Region annotation entries
'''
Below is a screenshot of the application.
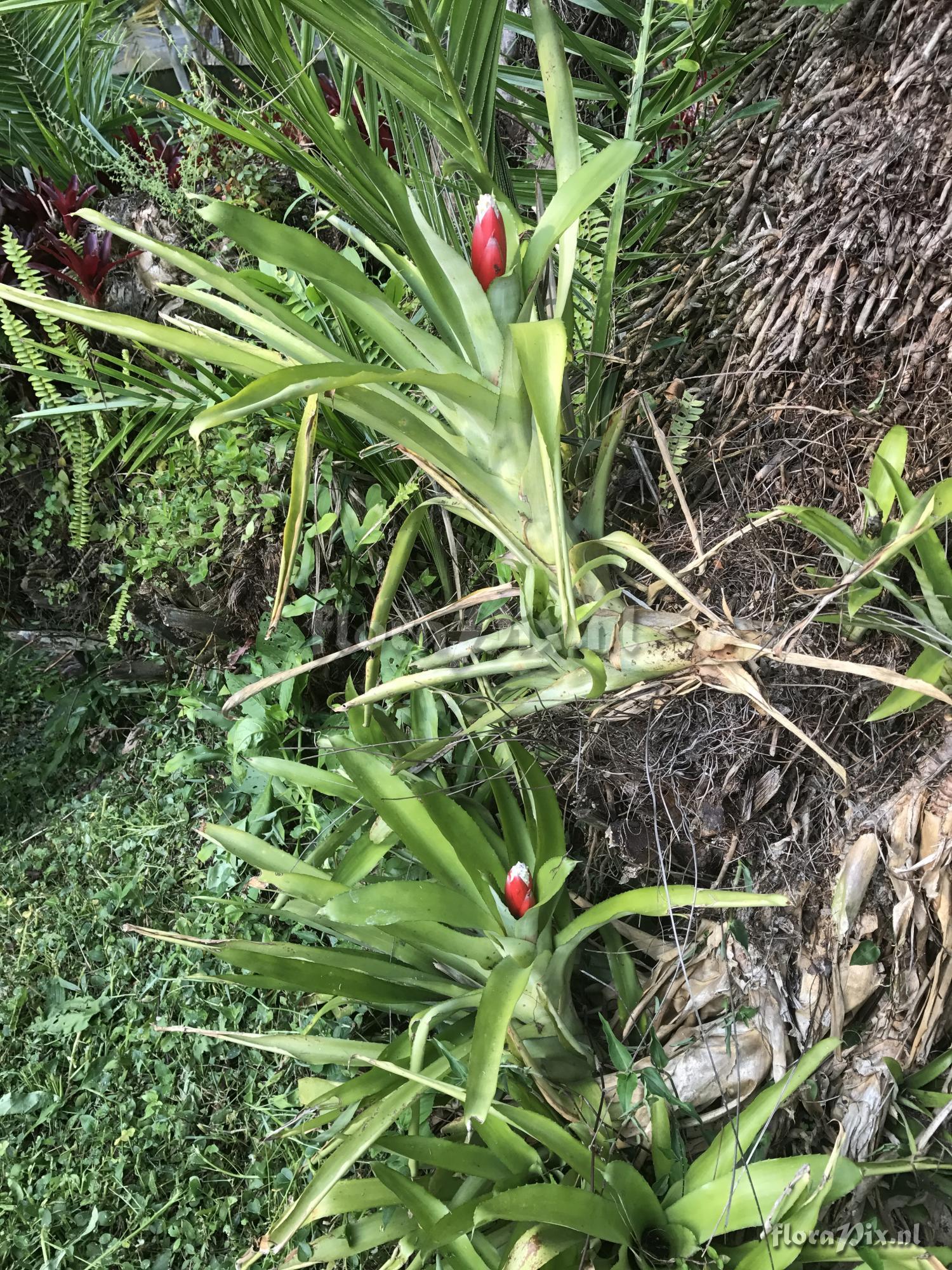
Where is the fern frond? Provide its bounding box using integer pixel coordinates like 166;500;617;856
105;578;132;648
0;225;63;345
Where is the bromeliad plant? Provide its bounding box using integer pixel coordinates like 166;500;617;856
0;0;948;773
781;425;952;720
0;57;944;762
133;737;792;1265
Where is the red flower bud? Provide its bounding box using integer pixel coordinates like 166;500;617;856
472;194;505;291
504;862;536;917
'''
> **What is being asked**:
Rewrite the entries above, replacing "bounding box" with "enclosing rectangle" and keeping everything else the same. Omit the pictures from your answer.

> **Answer**:
Below is a screenshot of the application.
Where is the fern frond? Provide its enclosing rectangle using integer pixel coordinates like 166;500;617;856
105;578;132;648
0;225;63;345
Where is the bromeliad plant? Provide its enclosing rectangle using integer pixel coordinates like 166;500;617;856
0;0;948;773
781;425;952;720
0;57;944;762
133;737;792;1265
Where is the red flower bud? Provide its enclosing rectangle using integer pixel coordinates like 166;500;617;856
472;194;505;291
504;862;536;917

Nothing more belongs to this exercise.